SOURCE EXTRACT.
..............................

It might be objected that a multiplicity of actors and interests exists in other countries as well. But unlike the countries of the European Union, there are no institutional mechanisms or authorities in the Russian Federation to coordinate foreign policy effectively. Lacking are the very prerequisites for harmonising the various interests groups and imposing feasible compromises on them. Given this deficit, there is a tangle of apparatuses and bureaucracies representing a multitude of specific interests in which no one is in a position to decide or act with responsibility. The proliferation of institutions, the rivalry and overlapping among them considerably strengthens the power of the president, who remains the final arbiter. Under these conditions, it is impossible to formulate and implement a coherent foreign policy line.

Consequently, the statement by Aleksandr Lebed, Secretary of the Security Council from June to October 1996 comes as no surprise: “During the four months in which I was President of the Security Council of the Russian Federation, I tried to understand whether we had a foreign policy strategy or at least a plan, who formulated it and who coordinated its implementation. I found no answer.” 5

 

The Military Actor

For decades, the Soviet military institution 6 was highly privileged and had accumulated a disproportionate amount of national wealth: “The Soviet Union did not have a military machine, it was a military machine.” 7 The military formed “a state within the state”, and it is paradoxical that this state survived the Soviet Union by five months, until May 1992 when the Russian Ministry of Defence was established, sanctioning the painful division of the Red Army among the Soviet Union’s successor states. The division not only had a strong impact on the quantity and quality of weapons and spare parts, but also caused a drastic reduction in the military budget.

Thereafter, the budget no longer allowed for the upkeep of operative armed forces, let alone the implementation of conversion programmes. Budget restrictions have been aggravated by the fact that even the resources already earmarked in the budget and approved by the Duma are sometimes not paid out by the Ministry of Finance to the Ministry of Defence. Not all branches of the armed forces have been hit to the same extent. The Ministry of Defence allocates first to strategic forces, that is, nuclear weapons and the security of materials, and second to the air force. The army and the navy come after that and are, therefore, chronically underfinanced. At times, there has not been enough money to pay for heating and even food. Thus soldiers have been forced to fend for themselves by working in the fields or renting out their trucks.

..............................

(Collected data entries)
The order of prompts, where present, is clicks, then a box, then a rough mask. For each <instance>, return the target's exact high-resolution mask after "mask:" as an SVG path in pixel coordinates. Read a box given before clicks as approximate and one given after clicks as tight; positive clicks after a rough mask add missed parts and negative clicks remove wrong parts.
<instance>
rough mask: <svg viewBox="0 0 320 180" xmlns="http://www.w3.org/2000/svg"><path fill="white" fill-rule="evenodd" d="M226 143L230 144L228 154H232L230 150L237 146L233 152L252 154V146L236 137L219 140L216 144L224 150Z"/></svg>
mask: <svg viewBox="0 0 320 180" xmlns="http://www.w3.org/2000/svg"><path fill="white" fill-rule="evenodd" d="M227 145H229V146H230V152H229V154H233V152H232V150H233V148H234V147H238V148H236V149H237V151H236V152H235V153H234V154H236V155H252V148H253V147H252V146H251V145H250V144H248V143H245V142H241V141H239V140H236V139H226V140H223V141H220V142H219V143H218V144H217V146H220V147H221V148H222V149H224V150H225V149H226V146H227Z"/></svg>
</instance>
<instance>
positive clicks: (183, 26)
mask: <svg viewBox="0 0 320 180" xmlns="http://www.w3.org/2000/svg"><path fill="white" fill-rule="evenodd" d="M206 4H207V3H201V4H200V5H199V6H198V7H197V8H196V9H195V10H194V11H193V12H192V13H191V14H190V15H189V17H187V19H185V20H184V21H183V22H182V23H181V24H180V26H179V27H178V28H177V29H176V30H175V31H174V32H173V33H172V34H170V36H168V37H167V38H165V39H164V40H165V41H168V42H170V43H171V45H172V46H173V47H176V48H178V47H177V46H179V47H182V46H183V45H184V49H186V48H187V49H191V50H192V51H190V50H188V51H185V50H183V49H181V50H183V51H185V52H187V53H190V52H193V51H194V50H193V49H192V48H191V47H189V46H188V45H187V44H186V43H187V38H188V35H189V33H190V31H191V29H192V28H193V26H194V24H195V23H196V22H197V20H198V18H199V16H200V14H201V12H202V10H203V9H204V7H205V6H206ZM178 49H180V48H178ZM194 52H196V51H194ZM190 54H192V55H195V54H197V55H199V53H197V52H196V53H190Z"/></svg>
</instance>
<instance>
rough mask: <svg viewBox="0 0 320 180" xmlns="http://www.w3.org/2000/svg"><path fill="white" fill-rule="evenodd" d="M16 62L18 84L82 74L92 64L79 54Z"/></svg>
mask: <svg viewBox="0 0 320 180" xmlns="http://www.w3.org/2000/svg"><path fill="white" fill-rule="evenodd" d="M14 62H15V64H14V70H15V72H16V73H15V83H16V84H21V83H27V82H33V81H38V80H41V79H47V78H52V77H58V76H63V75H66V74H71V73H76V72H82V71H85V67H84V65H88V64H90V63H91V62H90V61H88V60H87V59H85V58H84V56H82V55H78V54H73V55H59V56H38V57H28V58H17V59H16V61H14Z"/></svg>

..............................

EXERCISE.
Decide whether each of these statements agrees with the excerpt on Russian foreign and military policy. Answer yes or no for each, and quote the deciding words from the excerpt. (a) The Ministry of Finance sometimes fails to pay the Ministry of Defence funds that the Duma has already approved. (b) The army is funded ahead of the air force. (c) The Russian Ministry of Defence was established in May 1992.

RESULT BELOW.
(a) Yes: "even the resources already earmarked in the budget and approved by the Duma are sometimes not paid out by the Ministry of Finance to the Ministry of Defence"
(b) No: "The Ministry of Defence allocates first to strategic forces, that is, nuclear weapons and the security of materials, and second to the air force. The army and the navy come after that"
(c) Yes: "until May 1992 when the Russian Ministry of Defence was established"